> [WRITTEN PROBLEM] Report, copied in full, every line of the data below that contains the word "woman".

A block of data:
==*==

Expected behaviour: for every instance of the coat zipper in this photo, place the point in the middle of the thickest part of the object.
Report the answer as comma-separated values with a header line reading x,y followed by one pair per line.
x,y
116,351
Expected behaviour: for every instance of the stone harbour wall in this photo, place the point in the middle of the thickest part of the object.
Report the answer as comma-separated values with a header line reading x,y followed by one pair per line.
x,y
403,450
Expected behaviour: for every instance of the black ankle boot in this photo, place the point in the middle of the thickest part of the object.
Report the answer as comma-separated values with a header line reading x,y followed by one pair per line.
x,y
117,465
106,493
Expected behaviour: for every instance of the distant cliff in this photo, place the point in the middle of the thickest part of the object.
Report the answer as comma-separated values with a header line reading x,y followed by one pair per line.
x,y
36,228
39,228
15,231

==*==

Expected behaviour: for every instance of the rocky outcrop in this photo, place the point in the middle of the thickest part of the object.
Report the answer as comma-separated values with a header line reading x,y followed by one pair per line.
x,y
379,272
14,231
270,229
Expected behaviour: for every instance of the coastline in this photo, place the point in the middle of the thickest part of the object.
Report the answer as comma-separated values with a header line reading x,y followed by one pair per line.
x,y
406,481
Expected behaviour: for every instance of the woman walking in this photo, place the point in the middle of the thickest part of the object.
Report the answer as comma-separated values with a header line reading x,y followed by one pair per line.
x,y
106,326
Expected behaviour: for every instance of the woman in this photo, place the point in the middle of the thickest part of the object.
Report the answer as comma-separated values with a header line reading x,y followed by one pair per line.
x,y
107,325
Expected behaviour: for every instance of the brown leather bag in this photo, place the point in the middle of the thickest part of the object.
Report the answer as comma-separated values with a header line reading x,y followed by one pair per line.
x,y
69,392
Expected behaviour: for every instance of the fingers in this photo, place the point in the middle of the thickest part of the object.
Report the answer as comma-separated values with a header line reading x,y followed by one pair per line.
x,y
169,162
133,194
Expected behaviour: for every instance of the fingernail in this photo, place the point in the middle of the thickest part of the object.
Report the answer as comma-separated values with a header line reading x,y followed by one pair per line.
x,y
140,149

==*==

> [COMPLETE OUTPUT]
Expected behaviour: for every instance of the woman walking in this photo, place the point in the middle of the thickest part of the object.
Expected behaviour: for every instance of the woman in this photo, place the point in the middle of the thickest part of the object.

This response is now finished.